CONSIGNE 1. Renvoyez, sans rien y changer, le passage de l'extrait sur la Querelle des Anciens et des Modernes qui va de "C'est une franche" jusqu'à "musique tout entière." inclus.
CONSIGNE 2. Selon l'extrait sur la Querelle des Anciens et des Modernes, sur quels musiciens Keiser exerça-t-il une influence artistique ? Donnez-les tous.

BLOC DE TEXTE.
· · · · ·
On connaît la fameuse Querelle des Anciens et des Modernes, inaugurée en France, vers la fin du XVIIe siècle, par Charles Perrault et Fontenelle, qui opposaient à l'imitation de l'antiquité l'idée cartésienne du progrès,—et reprise, une vingtaine d'années plus tard, par Houdar de la Motte, au nom de la raison et du goût modernes.

Cette querelle dépassait la personnalité de ceux qui la lancèrent. Elle répondait à un mouvement universel dans la pensée européenne; et l'on trouve dans tous les grands pays de l'Occident, dans tous les arts, des symptômes analogues. Ils sont frappants dans la musique allemande. La génération des Keiser, des Telemann, des Mattheson, dès l'enfance, éprouve une aversion instinctive pour ceux qui représentent l'antiquité en musique, pour les contrapontistes, les canonistes. A l'origine du mouvement est Keiser, dont l'influence artistique fut profonde et décisive sur Hasse, Graun, Mattheson[185] (aussi bien que, d'ailleurs, sur Hændel). Mais le premier qui manifesta ces sentiments d'une façon nette, insistante et répétée, fut Telemann.

[185] Graun se nourrit, à Dresde, des partitions de Keiser. Hasse professait encore, en 1772, son admiration sans bornes pour ce musicien, «un des plus grands, disait-il, que le monde ait jamais possédés». Quant à Mattheson, il fut, en beaucoup de choses, le porte-parole de Keiser.

Dès 1704, en face du vieux musicologue Printz, il prend l'attitude de Démocrite, opposé à Héraclite:

«Il pleurait amèrement sur les extravagances des mélodistes d'aujourd'hui. Et moi, je riais des ouvrages non mélodiques des vieux.»

En 1718, il cite pour son compte ces vers français:

«Ne les élève pas (les anciens) dans un ouvrage saint
Au rang où dans ce temps les auteurs ont atteint.»

C'est une franche déclaration pour les modernes, contre les anciens. Et qu'est-ce donc que les modernes, pour lui? Les modernes, ce sont les mélodistes.

«Singen ist das Fundament zur Music in allen Dingen.
Wer die Composition ergreifft, muss in seinen Sätzen singen.»
Le chant est le fondement de la musique tout entière.
Qui compose doit chanter dans tout ce qu'il écrit.»)
· · · · ·
ITEMS FOURNIS.

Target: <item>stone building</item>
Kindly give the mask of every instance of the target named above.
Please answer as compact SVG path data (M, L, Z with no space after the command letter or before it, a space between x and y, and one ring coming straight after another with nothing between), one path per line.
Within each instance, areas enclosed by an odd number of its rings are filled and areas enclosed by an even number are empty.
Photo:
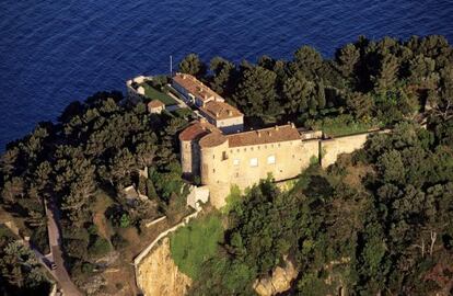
· · · · ·
RÉPONSE ATTENDUE 1.
C'est une franche déclaration pour les modernes, contre les anciens. Et qu'est-ce donc que les modernes, pour lui? Les modernes, ce sont les mélodistes.

«Singen ist das Fundament zur Music in allen Dingen.
Wer die Composition ergreifft, muss in seinen Sätzen singen.»
Le chant est le fondement de la musique tout entière.

RÉPONSE ATTENDUE 2. Hasse, Graun, Mattheson, Hændel